→ Exercise materials:

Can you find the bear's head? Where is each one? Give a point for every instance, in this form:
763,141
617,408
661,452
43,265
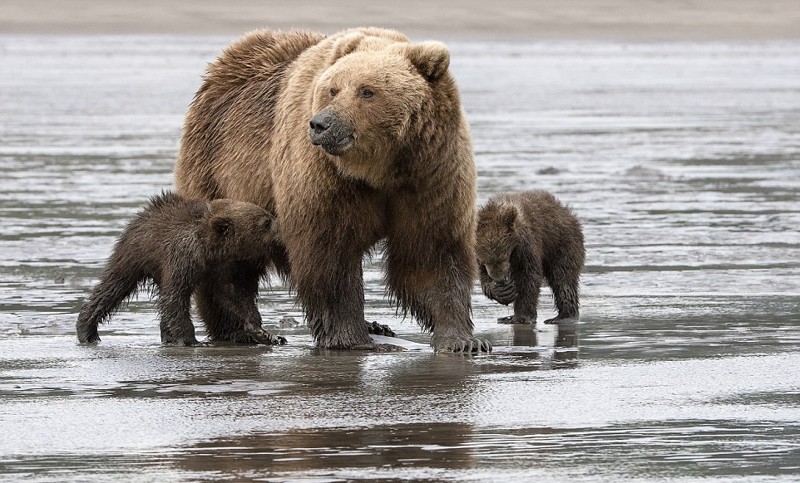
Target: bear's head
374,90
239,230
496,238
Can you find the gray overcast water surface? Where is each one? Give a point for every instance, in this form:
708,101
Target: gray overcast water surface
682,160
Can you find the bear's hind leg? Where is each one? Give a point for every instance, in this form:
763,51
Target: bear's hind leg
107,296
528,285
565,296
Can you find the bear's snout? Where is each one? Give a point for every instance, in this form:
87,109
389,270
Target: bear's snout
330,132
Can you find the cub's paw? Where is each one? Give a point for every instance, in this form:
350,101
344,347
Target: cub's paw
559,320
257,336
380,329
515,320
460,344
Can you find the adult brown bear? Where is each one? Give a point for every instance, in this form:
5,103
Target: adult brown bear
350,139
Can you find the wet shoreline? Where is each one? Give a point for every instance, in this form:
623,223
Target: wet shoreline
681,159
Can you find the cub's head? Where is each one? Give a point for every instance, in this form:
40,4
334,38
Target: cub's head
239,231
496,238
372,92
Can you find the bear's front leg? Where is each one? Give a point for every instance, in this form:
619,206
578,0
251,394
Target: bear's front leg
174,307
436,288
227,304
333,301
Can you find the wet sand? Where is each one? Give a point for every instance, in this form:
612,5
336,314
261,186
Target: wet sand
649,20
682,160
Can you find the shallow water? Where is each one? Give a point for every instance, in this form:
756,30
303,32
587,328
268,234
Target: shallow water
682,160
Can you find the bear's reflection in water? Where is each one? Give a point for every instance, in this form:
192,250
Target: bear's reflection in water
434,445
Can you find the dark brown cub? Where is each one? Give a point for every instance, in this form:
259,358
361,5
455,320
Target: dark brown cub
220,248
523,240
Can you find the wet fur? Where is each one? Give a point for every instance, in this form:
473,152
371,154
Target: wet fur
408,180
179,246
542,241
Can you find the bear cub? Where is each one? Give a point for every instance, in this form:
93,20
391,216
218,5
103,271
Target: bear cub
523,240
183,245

→ Try it: Each record must be quoted in full and exactly. Do not include the pictures.

→ Result of this exercise:
Can you find the bear's head? Where is each one? Give a point for every instance, in this form:
763,141
617,408
661,452
43,265
Target: bear's head
374,90
239,230
496,238
Can you find the gray overcast water surface? Where is each one? Give a point for every instance, in this form:
708,101
Target: gray overcast water surface
682,160
Can you find the bear's hind leg? Where is each one? Give a point for every instance, in this form:
763,51
Target: bear's hind leg
107,296
528,285
565,296
Can you find the bear's snout? Where is each one? Give a point for every instance, in this form:
87,109
389,270
Target: bear's snout
330,132
Can you find the cub's paw? Where is each one? Give a point for every instance, in this form:
350,101
344,347
Target: cub's paw
559,320
257,336
380,329
515,320
460,344
Can you find the adult brown bear? Where is each one? Give a point for every instance, in this form:
5,103
Target: adult brown bear
350,139
Can you find the wet shoreline? Where is each one? Give a point for every instance, in this form:
623,223
Target: wet shoreline
681,159
Can you find the cub's head? Where is each one? Give a point for every instance, in this form:
40,4
334,38
Target: cub's head
239,231
496,238
372,92
Can you find the bear's front leg? Where is each one? Give a point for every instance, in this form:
619,206
578,0
251,394
Target: bear's front leg
174,307
436,288
227,304
333,301
Can you find the wet sand? Where is each one? Give a point for every instance, in this form:
612,5
336,314
261,186
Target: wet sand
649,20
682,160
Can you find the shallow water? Where is each one? Give a point for every instance, in this form:
756,30
303,32
587,328
268,234
Target: shallow water
682,160
Can you find the bear's reflection in water? Where is each one? Give a point for every instance, in this form:
192,250
Target: bear's reflection in water
434,445
Can you find the dark brown cub? Where is each one? Give a point for every instance, in this form:
259,358
361,5
455,320
Target: dark brown cub
220,248
523,240
Can you find the wet fur? Where is each one? Give a point for every instance, in this form:
473,152
371,154
Target: wet fur
408,180
179,246
542,241
Can you find the bear cub? Where is each one? Give a point for every instance, in this form:
93,20
391,216
218,5
103,271
Target: bear cub
523,240
183,245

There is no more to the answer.